- _Lista zadań_:
- 1) Na jakim urządzeniu, zgodnie z tekstem o nagrywaniu przyrody, Izabela Dłużyk zaczęła nagrywać głosy ptaków?
- 2) Napisz dalszy ciąg tekstu o nagrywaniu przyrody, rozpoczynając bezpośrednio po jego ostatnim zdaniu.

- _Blok tekstu_:
-------------------------
Izabela Dłużyk
1. Czy pamiętasz moment, w którym zainteresowałaś się technologią/sprzętem, który jest ci obecnie najbliższy? Jak to się stało, że poszłaś tą ścieżką? Napisz kilka słów o tym, czym się zajmujesz.
Obecnie zajmuję się profesjonalnym nagrywaniem przyrody. Wszystko zaczęło się od tego, że w dzieciństwie zainteresowałam się rozpoznawaniem głosów ptaków i niedługo potem zaczęłam je nagrywać na zwykłym dyktafonie kasetowym. Kiedy kupiłam pierwszych kilka kaset z głosami ptaków, już wtedy wiedziałam, że chciałabym kiedyś w przyszłości tworzyć podobne profesjonalne nagrania. Po kilku latach dowiedziałam się o szwedzkiej firmie, która produkuje znane na całym świecie mikrofony paraboliczne stworzone specjalnie z myślą o nagrywaniu przyrody. Jeszcze przez dość długi okres jednak ten sprzęt był zupełnie poza moim zasięgiem finansowym, ale na pewnym etapie poważnie zadecydowałam o jego zakupie i od tamtego momentu uzbieranie na niego wystarczających środków zajęło mi kilka lat.
-------------------------
- _Pozycje zbioru danych_:
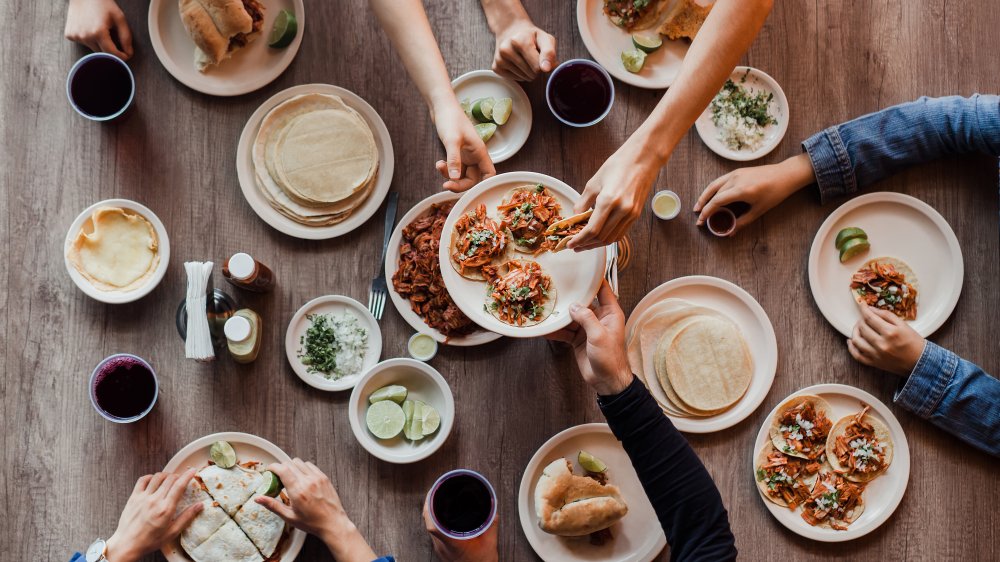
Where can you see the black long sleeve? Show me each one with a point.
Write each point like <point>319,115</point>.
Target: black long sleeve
<point>682,492</point>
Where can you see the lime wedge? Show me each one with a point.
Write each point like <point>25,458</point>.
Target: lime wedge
<point>482,109</point>
<point>633,60</point>
<point>431,420</point>
<point>647,43</point>
<point>270,486</point>
<point>501,110</point>
<point>486,130</point>
<point>222,454</point>
<point>590,463</point>
<point>385,419</point>
<point>848,233</point>
<point>393,392</point>
<point>284,30</point>
<point>853,247</point>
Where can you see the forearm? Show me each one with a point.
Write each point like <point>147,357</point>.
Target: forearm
<point>955,395</point>
<point>406,24</point>
<point>852,155</point>
<point>725,36</point>
<point>683,494</point>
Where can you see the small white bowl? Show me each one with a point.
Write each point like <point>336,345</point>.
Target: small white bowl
<point>424,383</point>
<point>119,297</point>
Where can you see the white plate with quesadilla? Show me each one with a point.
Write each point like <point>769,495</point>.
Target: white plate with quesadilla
<point>636,537</point>
<point>232,526</point>
<point>275,201</point>
<point>243,70</point>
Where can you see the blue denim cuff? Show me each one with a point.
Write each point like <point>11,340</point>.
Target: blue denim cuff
<point>925,387</point>
<point>831,164</point>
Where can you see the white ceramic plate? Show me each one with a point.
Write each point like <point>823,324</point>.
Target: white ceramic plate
<point>898,226</point>
<point>746,312</point>
<point>248,447</point>
<point>576,276</point>
<point>112,297</point>
<point>756,81</point>
<point>331,304</point>
<point>392,265</point>
<point>424,383</point>
<point>249,69</point>
<point>881,496</point>
<point>245,170</point>
<point>512,135</point>
<point>605,41</point>
<point>638,537</point>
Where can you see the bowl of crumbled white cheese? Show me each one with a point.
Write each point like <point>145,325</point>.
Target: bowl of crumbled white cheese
<point>332,341</point>
<point>747,118</point>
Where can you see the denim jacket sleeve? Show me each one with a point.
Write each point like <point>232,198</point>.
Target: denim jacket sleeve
<point>955,395</point>
<point>851,155</point>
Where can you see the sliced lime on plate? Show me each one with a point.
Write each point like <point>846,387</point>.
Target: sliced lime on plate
<point>385,419</point>
<point>222,454</point>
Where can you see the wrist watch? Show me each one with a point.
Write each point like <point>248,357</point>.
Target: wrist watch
<point>98,551</point>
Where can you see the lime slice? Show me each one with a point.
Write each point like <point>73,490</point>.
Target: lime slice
<point>482,109</point>
<point>486,130</point>
<point>393,392</point>
<point>853,247</point>
<point>430,419</point>
<point>385,419</point>
<point>633,60</point>
<point>501,110</point>
<point>647,43</point>
<point>590,463</point>
<point>848,233</point>
<point>222,454</point>
<point>284,30</point>
<point>270,486</point>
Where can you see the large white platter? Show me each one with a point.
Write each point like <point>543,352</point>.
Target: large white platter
<point>245,169</point>
<point>756,80</point>
<point>576,276</point>
<point>249,69</point>
<point>403,305</point>
<point>248,448</point>
<point>605,41</point>
<point>512,135</point>
<point>119,297</point>
<point>881,496</point>
<point>748,315</point>
<point>638,537</point>
<point>898,226</point>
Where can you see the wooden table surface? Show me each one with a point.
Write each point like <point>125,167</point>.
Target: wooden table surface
<point>67,472</point>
-------------------------
- _Wyniki zadań_:
- 1) Na zwykłym dyktafonie kasetowym.

- 2)
2. Czy mierzyłaś się kiedykolwiek ze stereotypami w swojej głowie? Dziewczyny często powtarzają, że na początku borykały się z wewnętrznym przekonaniem, że sprzęt nie jest dla kobiet. Jak można pokonać taką blokadę?
To interesujące, że nigdy nie przyszło mi do głowy, żeby postrzegać planowany przeze mnie zakup sprzętu przez pryzmat płci. Rzeczywiście, słyszałam wtedy tylko o mężczyznach, którzy zajmowali się takim nagrywaniem, ale nie zwróciłam na ten szczegół uwagi w kontekście mojego bycia kobietą. Dzięki temu nie musiałam mierzyć się z żadną wewnętrzną blokadą – wydawało mi się to zupełnie naturalne, że skoro chcę nagrywać przyrodę, po prostu kupuję sprzęt i tyle. Może to wynikało ze specyfiki dziecięcego, a potem wciąż młodzieńczego myślenia, które przeważnie bywa dość prostolinijne?…
3. Jaka jest twoja aktualna dźwiękowa obsesja lub zajawka? Na czym się obecnie skupiasz w swojej pracy?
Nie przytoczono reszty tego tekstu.